> [Activity] Set down the entries once more, exactly as given.
────────────────────────────────────────
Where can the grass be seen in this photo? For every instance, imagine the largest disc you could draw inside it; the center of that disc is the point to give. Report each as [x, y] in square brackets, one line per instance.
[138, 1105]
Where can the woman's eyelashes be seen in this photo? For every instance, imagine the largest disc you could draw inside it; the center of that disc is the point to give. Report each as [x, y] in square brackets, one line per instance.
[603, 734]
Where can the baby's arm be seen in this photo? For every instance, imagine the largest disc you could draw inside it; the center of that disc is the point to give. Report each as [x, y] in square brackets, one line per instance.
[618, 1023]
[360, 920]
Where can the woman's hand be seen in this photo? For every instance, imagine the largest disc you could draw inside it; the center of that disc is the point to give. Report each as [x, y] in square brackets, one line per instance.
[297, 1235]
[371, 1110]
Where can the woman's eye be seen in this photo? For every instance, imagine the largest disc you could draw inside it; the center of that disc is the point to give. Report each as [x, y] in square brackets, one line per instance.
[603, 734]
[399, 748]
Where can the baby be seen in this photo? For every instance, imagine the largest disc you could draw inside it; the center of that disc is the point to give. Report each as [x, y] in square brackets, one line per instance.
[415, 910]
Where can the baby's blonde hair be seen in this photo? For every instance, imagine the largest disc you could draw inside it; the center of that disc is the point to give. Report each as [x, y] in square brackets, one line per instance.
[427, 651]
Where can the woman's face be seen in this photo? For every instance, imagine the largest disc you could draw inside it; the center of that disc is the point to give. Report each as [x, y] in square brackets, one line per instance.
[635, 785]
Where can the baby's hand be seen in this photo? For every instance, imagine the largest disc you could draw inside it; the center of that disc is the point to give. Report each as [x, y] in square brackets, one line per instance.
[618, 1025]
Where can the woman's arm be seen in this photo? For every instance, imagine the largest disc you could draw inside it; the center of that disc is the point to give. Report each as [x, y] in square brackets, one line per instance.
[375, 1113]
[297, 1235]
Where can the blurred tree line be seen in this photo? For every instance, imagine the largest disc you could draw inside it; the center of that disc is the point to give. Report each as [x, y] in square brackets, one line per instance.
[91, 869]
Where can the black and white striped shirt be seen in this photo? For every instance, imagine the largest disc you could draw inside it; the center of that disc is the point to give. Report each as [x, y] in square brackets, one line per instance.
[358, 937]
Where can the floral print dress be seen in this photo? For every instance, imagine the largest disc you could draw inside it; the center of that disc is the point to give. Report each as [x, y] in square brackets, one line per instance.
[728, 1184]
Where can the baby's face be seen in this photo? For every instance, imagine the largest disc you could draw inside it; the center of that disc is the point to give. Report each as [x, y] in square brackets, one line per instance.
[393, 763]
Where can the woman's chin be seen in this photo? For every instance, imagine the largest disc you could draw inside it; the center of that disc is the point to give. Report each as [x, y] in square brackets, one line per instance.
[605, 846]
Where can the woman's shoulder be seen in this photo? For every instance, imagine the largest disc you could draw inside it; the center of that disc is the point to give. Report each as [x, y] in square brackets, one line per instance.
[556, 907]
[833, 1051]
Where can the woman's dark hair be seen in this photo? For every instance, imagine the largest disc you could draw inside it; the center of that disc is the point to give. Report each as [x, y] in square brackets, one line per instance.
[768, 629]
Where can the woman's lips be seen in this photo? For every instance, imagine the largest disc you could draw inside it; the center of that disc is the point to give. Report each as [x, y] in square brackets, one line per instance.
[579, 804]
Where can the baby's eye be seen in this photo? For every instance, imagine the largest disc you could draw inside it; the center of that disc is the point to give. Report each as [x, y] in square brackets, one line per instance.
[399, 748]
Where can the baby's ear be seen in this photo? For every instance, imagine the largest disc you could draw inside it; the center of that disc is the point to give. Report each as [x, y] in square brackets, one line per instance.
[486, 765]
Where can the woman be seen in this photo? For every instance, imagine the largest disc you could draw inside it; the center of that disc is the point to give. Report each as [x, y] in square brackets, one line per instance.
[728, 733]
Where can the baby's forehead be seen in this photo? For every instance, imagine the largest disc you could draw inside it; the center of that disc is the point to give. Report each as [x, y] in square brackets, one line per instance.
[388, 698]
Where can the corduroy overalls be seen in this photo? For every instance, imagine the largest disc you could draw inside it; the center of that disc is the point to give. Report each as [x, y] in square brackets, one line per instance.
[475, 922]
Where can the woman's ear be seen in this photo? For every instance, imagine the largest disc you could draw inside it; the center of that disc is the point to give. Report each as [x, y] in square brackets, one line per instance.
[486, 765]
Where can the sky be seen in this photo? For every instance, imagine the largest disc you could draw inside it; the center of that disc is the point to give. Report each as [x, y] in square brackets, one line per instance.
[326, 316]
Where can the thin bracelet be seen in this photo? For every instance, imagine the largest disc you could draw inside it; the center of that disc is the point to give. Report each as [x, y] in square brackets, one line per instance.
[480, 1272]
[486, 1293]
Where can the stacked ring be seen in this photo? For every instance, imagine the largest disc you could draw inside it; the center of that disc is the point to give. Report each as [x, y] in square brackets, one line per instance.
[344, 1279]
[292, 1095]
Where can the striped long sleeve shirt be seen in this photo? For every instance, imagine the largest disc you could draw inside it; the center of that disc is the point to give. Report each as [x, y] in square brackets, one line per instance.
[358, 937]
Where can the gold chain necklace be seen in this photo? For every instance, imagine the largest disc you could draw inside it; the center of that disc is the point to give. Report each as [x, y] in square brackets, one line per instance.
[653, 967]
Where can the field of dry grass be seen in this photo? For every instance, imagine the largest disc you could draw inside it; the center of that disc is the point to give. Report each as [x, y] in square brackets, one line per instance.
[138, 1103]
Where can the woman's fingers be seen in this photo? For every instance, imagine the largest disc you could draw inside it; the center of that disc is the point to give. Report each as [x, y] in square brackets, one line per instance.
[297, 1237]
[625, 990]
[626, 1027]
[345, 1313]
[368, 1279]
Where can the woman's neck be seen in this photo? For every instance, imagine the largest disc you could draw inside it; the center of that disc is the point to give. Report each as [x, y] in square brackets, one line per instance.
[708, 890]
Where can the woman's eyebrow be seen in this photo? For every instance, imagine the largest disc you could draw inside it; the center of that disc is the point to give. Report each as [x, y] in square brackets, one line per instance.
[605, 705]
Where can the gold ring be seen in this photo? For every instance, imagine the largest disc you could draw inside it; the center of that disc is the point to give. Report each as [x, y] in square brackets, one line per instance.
────────────────────────────────────────
> [Task output]
Where can the grass be seen in this photo? For every instance, imagine the largest disc you could draw inside it; the center of that disc is the point to give. Report each as [x, y] in square brackets, one line per instance.
[138, 1105]
Where can the woman's eyelashes be seen in this photo? For every instance, imagine the largest disc you could draw inside it; the center of that disc is the point to give. Report each as [x, y] in square brackets, one line per instance.
[603, 734]
Where can the baby's arm be seen in this photo? For every instance, imagine the largest disc you could draw inside it; the center of that disc is the point to give. Report each as [x, y] in square brackets, one line per instance.
[618, 1023]
[360, 920]
Where can the woman's hand be seen in this photo? For every instance, imagine the largest disc you could draw inside it; the center of that disc is the point to give. Report each as [x, y] in square brackets, one line per instance.
[297, 1235]
[371, 1110]
Where can the woman's eye be seen in this photo? For every instance, imagine the largest disc you could draw inside it; the center of that disc is the point to give. Report each as [x, y] in square brackets, one line per instance.
[603, 734]
[399, 748]
Where can the baby be seen in this photo? For every instance, imagine the largest disc you could draw inside it; the center of that disc is the point to give. Report each as [x, y] in square brackets, one line per instance.
[415, 910]
Where can the baby's blonde hair be seen in this photo? For every instance, imagine the largest disc you could draw inside it; the center of that disc is the point to give. Report each as [x, y] in square brackets, one line per instance.
[427, 651]
Where can the woman's face be seen in this photo? For every instance, imagine the largest disc you could draw inside it; the center of that disc is the point to give. Report each as [x, y] in square brackets, one line per instance.
[635, 785]
Where can the baby's hand be seen in this photo? For every instance, imagine the largest disc you could draw inside it; the center of that disc is the point to give. Report each as [x, y] in square brackets, one line per instance.
[618, 1025]
Where can the woman's arm be seen in this photo? For every instance, imagine the largest disc you could draw inside it; the center of that disc is the point to give. Report each as [x, y] in square brackets, one line per instance.
[375, 1113]
[297, 1235]
Where can the blurred tree line be seen in this photo? For every instance, imagine the largest disc you could draw inside it; the center of that disc is the point to give. Report each as [x, y] in square brackets, one line per instance.
[91, 869]
Where can the black and white striped shirt be seen in this photo? For every instance, imagine the largest disc you could draw inside it; the center of that disc is the point to give. Report each as [x, y] in square brackets, one line per instance.
[358, 937]
Where can the floral print dress be seen in this photo? For every instance, imagine the largest disc you could draw inside it; the center of that disc is the point to give. Report each as [x, y] in square brackets, one line per instance.
[728, 1184]
Where can the baby's face be seen in this photo? For every instance, imagine the largest disc you could draw inside it; the center of that disc is the point to give. Report each as [x, y] in square brackets, one line per instance.
[393, 763]
Where can the woman's chin be seen in this photo? For every instance, imagine the largest disc you could draw inside it; the center of that disc is the point to give. Report each as [x, y] in square brackets, one line per instance.
[605, 846]
Where can the woman's shoulder be seen in this photo? For every instance, imagine the largest disc you could draw inside it; the center of that disc is the point to give. Report each as [x, y] in square brackets, one line per instance.
[556, 907]
[833, 1051]
Where can the woman's dark hair be seen in this photo? For every instance, imagine the largest disc you could draw inside it; the center of that disc is the point to give. Report each as [x, y] in square brackets, one line per instance.
[768, 629]
Where can the woman's lips be seen in this photo? For every instance, imagine the largest disc you could draw inside it; the center of that disc is the point to give. Report each as [x, y] in square brackets, one line per instance.
[579, 804]
Where can the baby's eye be seen in this photo? For every instance, imagine the largest disc you could draw inside it; the center of that disc is the point to give. Report each as [x, y] in square brackets, one line per instance.
[399, 748]
Where can the baby's ear be seen in this photo? For every instance, imagine the largest disc you could draw inside it; the center of that disc is the point to give. Report each as [x, y] in square brackets, one line per instance.
[486, 765]
Where can the woman be seen in this photo? For every instance, imagine the largest disc you could draw inside it; the center of that disc is the point to give. Report each as [x, y] in square brackets, one line per instance.
[728, 733]
Where can the baby's forehead be seen in this photo? For every instance, imagine the largest disc you could draw inside it; the center of that disc is the point to give. Report each as [x, y] in square brackets, one line per instance.
[388, 698]
Where can the corduroy overalls be seen in this photo? For every instance, imagine the largest disc you could draw inside it; the center of that disc is the point to give. Report each as [x, y] in square brackets, one line per instance.
[475, 922]
Where can the woman's ear be seen in this photo? For every instance, imagine the largest disc you could draw inside it; the center of that disc is the point to give. Report each as [x, y] in square brackets, one line per instance.
[486, 765]
Where can the sky be seen in this photo? For every instance, imagine the largest disc you could draw inside it; the center of that disc is the point to give. Report each as [x, y] in square brackets, one line per instance.
[326, 316]
Where can the thin bracelet be seen in this photo? For every instance, imagine the largest disc you could draw inside it; the center of that disc is the point to give. Report each as [x, y] in square brackets, one line per instance.
[480, 1272]
[486, 1293]
Where can the stacked ring be seen in this photo? For every instance, imagine the largest disc you could draw inside it; the center of that disc is the point to give. Report each as [x, y] in square brackets, one line per instance.
[344, 1279]
[292, 1095]
Where can the striped long sleeve shirt be seen in this photo? For every instance, imagine the largest disc you could draw inside it; the center of that disc is the point to give. Report each as [x, y] in square brackets, one line per instance.
[358, 937]
Where can the gold chain necklace be seen in this photo? For every instance, imagine the largest disc you could draw inside it; the center of that disc is the point to give. Report each as [x, y] in square brackets, one line per instance.
[653, 967]
Where can the field of dry grass be seen in this photo? For every instance, imagine the largest disc you could draw inside it; the center of that disc is the point to give. Report each as [x, y] in square brackets, one line per instance.
[138, 1103]
Where can the woman's fingers be seen in this photo? For every instance, imagine the largest disc you could draw inside it; the center of that disc is the point to give. Report each as [x, y] in square brackets, one line per instance.
[297, 1237]
[625, 990]
[626, 1027]
[345, 1313]
[368, 1279]
Where can the woman's neck be seen in this photo? For every instance, imagine the largest disc you could draw inside it; the center of that disc is the point to give. Report each as [x, y] in square brackets, one line per instance.
[708, 890]
Where can the woman's eyebrow be seen in this photo? For every instance, imagine the largest disc you could draw inside it; the center of that disc is the point to give. Report each as [x, y] in square brackets, one line per instance.
[605, 705]
Where can the gold ring be seen in this photo? For every instance, imagine the largest disc you could draw inside it; the center of that disc is the point to give. Report each as [x, y] in square brackets, one line per instance.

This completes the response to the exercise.